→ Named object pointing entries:
:::::
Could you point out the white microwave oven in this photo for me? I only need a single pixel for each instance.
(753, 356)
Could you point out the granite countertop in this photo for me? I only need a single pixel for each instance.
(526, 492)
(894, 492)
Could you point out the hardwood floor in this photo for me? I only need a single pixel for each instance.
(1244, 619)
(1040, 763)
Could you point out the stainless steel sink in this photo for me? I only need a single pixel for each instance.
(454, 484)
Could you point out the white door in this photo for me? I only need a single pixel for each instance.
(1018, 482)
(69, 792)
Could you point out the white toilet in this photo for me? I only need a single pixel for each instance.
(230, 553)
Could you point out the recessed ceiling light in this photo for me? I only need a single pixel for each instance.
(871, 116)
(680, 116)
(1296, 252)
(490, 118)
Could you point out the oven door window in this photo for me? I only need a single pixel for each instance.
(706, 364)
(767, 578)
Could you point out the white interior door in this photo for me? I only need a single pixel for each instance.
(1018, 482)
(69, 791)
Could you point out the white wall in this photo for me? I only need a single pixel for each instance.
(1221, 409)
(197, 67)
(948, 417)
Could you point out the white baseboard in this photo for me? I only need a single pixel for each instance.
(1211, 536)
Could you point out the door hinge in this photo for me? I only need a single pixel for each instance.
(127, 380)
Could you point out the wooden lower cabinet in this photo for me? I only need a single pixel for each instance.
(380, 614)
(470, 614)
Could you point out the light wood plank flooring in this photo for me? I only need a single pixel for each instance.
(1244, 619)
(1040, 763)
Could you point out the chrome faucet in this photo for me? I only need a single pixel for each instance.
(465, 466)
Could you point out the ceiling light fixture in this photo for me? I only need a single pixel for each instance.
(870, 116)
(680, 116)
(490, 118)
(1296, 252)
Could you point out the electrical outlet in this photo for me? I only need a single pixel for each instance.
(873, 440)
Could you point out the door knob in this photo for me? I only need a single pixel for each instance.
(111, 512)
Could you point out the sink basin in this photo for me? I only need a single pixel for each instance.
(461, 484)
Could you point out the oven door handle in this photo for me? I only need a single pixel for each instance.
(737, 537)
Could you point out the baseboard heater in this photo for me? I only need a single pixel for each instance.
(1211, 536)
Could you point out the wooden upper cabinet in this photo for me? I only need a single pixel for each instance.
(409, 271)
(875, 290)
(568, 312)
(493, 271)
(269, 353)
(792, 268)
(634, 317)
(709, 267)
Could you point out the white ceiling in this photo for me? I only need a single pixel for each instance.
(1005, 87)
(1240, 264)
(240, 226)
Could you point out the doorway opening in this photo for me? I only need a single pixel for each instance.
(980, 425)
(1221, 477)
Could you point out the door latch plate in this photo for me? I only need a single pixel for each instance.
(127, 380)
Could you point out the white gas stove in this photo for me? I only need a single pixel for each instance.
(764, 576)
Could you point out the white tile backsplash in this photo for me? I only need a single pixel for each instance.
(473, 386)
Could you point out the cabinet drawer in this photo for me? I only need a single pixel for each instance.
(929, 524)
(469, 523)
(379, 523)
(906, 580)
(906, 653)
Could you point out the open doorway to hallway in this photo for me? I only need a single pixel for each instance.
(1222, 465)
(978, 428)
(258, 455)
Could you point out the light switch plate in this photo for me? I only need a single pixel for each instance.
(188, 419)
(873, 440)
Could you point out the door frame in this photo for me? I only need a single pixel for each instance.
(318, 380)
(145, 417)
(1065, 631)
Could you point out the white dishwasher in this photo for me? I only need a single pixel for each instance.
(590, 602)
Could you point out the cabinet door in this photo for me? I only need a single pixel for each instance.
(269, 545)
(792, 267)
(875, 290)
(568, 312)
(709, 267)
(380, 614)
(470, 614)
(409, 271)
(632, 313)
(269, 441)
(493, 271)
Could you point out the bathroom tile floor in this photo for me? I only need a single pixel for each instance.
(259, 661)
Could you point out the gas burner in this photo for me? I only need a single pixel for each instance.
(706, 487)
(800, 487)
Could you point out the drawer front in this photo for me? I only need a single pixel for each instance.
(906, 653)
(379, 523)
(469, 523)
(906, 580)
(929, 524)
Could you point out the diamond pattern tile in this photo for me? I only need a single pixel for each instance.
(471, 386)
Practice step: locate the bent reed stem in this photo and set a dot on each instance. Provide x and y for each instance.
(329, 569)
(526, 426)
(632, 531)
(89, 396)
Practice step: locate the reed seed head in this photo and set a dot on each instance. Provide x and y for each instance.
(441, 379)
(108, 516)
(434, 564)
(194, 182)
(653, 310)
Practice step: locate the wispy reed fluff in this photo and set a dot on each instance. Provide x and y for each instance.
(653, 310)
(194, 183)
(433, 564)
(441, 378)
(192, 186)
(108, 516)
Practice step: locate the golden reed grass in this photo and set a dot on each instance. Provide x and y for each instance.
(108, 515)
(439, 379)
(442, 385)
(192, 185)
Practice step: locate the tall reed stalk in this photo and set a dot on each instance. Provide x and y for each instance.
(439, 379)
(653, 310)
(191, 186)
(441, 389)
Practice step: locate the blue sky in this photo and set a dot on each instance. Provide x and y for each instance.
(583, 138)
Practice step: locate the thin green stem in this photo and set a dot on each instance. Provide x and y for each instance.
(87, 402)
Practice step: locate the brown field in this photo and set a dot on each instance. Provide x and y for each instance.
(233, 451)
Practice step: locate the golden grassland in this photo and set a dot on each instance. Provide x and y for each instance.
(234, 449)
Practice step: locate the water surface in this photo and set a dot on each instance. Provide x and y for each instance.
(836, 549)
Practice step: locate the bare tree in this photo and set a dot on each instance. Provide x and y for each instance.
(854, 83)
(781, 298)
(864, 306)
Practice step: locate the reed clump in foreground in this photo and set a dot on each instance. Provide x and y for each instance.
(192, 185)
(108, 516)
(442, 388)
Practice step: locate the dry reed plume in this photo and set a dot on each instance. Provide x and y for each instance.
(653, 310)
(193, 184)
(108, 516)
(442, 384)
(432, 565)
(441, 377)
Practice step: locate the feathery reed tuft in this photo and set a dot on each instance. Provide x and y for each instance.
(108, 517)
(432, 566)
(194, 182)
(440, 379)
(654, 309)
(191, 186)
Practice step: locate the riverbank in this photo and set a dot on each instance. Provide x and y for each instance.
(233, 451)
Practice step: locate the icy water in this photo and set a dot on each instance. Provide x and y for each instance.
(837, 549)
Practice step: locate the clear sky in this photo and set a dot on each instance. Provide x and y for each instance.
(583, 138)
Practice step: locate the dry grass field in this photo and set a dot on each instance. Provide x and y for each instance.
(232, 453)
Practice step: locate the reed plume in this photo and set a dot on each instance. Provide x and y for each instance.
:::::
→ To do: Output exactly the lines between the one containing "Practice step: locate the thin" and the final line above, both inclusive.

→ Exercise result:
Practice step: locate the thin green stem in this photo and set a dot on each instance. Provide x and y for each instance.
(87, 402)
Practice step: locate the brown field in this photo and set a dot on each instance. Provide x and y for each instance.
(233, 451)
Practice step: locate the golden grassland in this photo and set a dot on each instance. Provide x and y for each instance.
(234, 449)
Practice step: locate the water surface in this photo and set a dot on each instance. Provide x and y for each instance.
(836, 549)
Practice step: locate the bare tree in this photo and set a dot on each instance. Provide x and y for each instance.
(854, 83)
(781, 298)
(864, 306)
Practice step: locate the reed clump in foreground in this photo and set a dot on each instance. Provide x and y for each instance.
(192, 185)
(108, 516)
(442, 388)
Practice step: locate the dry reed plume in this photo and set a dot on each instance. Provide x and y for each instance.
(653, 310)
(193, 184)
(108, 516)
(442, 384)
(432, 565)
(441, 377)
Practice step: locate the feathery reed tuft in this photo and set a dot on each instance. Provide x and y for each instance.
(108, 517)
(432, 566)
(194, 182)
(440, 379)
(654, 309)
(191, 186)
Practice step: locate the riverbank in this photo and set a dot on each instance. Provide x and y for each instance.
(233, 451)
Practice step: locate the icy water in this photo and set a dot on each instance. Provide x and y for each instance.
(837, 549)
Practice step: locate the clear sky in this photo and set a dot on each instance. Provide x and y for each instance.
(583, 138)
Practice step: locate the dry grass field in this photo and set a dot on each instance. Provide x and y for each instance.
(232, 453)
Practice step: locate the reed plume in this photo and set a dot on each instance. Provide x and y for each instance.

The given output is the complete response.